**Referring expression pointing data**.

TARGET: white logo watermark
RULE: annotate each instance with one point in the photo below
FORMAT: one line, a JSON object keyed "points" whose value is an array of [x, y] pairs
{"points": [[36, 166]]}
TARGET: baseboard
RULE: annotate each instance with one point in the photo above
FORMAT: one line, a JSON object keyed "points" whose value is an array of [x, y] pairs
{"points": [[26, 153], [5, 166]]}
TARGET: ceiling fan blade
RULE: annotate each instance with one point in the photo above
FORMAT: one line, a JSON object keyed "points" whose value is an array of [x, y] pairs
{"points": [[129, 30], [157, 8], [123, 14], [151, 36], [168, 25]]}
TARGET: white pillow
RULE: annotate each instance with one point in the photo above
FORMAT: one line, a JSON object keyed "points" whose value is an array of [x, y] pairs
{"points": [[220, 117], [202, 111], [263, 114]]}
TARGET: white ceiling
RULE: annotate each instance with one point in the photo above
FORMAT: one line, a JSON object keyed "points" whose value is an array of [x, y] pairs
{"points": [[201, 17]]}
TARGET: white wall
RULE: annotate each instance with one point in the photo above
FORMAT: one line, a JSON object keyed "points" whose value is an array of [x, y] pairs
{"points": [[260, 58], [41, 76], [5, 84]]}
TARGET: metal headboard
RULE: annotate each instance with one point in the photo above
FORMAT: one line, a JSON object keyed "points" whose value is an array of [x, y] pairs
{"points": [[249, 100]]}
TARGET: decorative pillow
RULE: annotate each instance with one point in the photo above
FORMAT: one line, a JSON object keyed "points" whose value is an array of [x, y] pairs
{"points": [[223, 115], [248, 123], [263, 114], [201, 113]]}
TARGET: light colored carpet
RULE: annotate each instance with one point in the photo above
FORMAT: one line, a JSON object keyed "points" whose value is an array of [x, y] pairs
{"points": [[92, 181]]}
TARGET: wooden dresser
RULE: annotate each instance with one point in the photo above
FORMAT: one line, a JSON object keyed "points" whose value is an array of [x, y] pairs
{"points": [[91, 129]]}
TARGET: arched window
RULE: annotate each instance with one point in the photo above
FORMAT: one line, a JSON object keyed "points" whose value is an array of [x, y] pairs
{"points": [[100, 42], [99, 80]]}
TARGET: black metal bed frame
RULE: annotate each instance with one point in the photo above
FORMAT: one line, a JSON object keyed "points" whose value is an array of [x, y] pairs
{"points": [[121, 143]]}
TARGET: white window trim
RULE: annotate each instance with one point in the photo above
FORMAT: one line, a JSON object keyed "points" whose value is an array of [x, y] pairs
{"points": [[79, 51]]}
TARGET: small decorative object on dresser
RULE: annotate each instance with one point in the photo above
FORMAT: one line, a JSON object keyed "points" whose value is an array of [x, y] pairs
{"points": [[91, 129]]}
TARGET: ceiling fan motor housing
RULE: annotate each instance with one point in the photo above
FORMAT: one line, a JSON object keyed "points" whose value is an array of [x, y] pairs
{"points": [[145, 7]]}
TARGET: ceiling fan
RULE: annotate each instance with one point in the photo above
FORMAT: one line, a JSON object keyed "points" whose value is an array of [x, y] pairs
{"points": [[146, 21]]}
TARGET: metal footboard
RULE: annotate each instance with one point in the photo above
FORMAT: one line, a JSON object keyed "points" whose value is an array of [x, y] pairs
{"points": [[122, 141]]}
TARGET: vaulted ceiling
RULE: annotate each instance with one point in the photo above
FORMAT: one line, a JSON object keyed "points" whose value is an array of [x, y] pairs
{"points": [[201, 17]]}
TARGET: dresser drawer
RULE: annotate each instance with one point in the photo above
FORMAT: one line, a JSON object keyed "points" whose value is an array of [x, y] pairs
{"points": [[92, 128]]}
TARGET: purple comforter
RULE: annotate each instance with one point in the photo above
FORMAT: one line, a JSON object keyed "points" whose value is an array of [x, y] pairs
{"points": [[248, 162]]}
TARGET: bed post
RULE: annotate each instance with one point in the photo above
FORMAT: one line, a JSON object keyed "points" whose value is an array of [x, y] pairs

**WORK TASK**.
Copy from the entries only those lines that hold the word "decorative".

**TASK OUTPUT**.
TARGET: decorative pillow
TARGET: small decorative object on dresser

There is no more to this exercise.